WHAT TO PRODUCE: How many lines in the records below contain the string "image"? Reply with the number alone.

____________

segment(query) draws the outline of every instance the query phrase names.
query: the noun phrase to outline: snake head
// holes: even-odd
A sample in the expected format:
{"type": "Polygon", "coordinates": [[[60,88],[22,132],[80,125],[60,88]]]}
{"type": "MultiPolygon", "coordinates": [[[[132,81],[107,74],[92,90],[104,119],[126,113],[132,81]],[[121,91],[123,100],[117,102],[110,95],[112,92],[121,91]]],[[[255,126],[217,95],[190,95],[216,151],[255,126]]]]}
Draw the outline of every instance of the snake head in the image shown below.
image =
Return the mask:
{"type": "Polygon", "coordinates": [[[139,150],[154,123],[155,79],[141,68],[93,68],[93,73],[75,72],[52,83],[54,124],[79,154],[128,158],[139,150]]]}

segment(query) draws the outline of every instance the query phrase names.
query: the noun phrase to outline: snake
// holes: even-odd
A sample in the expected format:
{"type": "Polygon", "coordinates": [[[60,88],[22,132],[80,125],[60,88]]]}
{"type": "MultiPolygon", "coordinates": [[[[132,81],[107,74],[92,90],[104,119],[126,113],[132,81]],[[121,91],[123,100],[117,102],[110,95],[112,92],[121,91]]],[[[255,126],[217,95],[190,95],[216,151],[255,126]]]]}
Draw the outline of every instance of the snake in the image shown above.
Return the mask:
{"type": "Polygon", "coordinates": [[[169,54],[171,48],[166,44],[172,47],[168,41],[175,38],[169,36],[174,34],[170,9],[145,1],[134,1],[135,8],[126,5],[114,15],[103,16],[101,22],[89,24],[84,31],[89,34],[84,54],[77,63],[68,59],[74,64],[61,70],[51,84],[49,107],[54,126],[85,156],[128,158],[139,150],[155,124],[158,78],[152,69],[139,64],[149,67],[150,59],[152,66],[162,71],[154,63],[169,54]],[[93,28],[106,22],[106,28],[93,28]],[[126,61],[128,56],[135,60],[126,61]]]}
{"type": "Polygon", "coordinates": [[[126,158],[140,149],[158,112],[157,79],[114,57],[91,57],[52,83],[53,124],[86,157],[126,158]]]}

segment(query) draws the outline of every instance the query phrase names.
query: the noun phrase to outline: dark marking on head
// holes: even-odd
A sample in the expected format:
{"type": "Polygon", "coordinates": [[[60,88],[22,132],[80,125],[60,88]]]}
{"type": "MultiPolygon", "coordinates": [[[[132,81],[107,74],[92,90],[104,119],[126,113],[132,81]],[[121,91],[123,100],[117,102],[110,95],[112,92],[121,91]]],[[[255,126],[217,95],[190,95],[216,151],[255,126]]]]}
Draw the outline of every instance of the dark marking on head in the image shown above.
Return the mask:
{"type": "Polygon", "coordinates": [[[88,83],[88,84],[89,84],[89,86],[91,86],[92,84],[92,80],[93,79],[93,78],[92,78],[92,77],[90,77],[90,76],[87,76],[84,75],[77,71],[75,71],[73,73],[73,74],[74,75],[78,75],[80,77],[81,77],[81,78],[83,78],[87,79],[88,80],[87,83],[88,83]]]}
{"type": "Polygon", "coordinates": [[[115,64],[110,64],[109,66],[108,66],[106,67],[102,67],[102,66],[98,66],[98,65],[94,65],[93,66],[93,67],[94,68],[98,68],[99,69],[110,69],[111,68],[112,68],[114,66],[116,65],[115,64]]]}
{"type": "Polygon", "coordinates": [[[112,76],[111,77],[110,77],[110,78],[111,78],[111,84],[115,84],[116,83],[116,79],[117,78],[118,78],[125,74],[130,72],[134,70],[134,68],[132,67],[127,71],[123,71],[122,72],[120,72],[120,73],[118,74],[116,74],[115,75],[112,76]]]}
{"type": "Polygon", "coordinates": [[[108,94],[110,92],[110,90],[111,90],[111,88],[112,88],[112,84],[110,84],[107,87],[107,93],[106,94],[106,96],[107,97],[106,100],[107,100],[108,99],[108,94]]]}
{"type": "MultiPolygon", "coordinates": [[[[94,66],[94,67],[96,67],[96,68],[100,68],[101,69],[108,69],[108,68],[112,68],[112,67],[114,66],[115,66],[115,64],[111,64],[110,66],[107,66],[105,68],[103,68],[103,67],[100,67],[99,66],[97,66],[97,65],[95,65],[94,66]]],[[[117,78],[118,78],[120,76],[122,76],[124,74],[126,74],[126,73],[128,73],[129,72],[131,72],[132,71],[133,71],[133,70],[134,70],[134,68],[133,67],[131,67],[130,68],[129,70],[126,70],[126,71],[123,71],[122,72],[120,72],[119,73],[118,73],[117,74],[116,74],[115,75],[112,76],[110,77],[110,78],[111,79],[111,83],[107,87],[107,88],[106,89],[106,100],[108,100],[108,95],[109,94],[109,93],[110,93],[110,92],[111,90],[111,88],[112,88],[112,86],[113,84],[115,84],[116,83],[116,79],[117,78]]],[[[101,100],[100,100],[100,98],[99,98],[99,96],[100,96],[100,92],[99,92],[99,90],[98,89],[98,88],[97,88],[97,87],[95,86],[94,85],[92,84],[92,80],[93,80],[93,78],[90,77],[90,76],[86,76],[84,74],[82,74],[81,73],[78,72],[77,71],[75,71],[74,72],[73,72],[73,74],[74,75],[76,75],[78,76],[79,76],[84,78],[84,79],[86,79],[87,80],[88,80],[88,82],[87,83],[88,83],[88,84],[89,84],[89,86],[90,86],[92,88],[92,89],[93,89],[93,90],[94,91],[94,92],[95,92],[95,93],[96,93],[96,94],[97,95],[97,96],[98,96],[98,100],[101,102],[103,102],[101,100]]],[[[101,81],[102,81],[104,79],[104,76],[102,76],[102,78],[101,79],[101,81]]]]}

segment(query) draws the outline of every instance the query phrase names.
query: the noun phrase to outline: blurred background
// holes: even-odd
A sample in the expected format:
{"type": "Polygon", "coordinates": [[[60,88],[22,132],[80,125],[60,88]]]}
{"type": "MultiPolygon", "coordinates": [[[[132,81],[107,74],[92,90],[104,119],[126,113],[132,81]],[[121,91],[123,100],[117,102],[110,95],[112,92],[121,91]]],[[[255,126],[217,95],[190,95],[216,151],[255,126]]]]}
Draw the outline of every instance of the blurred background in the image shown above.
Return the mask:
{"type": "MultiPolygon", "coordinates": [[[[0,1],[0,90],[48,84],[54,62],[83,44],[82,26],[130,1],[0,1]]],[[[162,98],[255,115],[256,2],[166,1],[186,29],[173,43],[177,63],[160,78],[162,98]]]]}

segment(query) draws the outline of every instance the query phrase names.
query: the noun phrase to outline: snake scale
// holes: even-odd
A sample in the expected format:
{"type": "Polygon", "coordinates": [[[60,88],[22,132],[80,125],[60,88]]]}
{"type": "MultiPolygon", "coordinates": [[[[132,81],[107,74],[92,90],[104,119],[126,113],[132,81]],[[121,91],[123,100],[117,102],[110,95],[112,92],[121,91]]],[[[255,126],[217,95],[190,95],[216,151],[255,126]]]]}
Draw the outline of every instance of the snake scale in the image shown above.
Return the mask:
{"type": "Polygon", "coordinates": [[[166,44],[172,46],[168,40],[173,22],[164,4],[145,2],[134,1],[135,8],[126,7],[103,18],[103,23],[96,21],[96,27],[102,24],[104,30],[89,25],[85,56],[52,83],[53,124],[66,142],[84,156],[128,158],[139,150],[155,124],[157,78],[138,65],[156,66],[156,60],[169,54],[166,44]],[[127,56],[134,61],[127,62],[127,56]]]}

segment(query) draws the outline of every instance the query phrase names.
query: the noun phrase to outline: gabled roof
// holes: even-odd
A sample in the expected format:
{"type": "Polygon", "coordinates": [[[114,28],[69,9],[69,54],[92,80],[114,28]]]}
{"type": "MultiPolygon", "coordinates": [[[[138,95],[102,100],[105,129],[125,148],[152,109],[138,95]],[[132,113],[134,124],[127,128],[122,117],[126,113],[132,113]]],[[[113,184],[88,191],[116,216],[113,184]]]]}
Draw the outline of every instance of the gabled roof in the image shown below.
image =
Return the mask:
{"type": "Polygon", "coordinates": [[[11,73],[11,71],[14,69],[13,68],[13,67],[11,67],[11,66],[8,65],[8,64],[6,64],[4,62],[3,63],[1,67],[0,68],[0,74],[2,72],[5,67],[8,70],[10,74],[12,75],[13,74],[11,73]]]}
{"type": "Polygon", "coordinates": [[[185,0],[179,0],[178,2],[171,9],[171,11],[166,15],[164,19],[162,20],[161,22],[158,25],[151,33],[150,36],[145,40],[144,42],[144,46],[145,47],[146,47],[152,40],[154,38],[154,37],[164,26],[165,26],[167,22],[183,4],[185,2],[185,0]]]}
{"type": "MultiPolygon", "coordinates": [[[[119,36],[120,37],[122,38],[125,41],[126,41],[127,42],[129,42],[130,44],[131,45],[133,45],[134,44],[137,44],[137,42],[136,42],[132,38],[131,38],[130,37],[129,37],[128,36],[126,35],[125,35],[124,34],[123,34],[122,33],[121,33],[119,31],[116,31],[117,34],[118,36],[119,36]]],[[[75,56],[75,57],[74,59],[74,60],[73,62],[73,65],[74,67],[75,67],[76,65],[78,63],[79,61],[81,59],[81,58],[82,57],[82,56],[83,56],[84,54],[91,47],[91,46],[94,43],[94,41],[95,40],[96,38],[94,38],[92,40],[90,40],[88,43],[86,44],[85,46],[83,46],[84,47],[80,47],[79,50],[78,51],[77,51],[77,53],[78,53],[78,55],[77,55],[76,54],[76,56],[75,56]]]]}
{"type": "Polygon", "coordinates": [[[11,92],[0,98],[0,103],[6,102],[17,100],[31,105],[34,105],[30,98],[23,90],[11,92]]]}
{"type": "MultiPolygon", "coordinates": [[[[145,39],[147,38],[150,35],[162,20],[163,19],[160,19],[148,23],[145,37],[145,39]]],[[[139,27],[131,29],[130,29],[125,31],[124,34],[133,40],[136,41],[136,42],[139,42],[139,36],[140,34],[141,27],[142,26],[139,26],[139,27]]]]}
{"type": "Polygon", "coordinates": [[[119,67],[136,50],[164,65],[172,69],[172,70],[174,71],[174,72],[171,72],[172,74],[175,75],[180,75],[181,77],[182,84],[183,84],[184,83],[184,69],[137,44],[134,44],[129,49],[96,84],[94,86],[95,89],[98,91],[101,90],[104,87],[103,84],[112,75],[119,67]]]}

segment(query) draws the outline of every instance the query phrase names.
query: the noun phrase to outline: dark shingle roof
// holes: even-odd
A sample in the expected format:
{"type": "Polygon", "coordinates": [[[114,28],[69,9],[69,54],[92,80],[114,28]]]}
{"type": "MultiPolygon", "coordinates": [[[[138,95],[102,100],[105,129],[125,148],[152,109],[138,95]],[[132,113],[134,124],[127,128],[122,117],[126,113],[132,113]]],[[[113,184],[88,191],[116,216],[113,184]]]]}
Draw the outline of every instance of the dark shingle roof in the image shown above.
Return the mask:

____________

TASK ANSWER: 9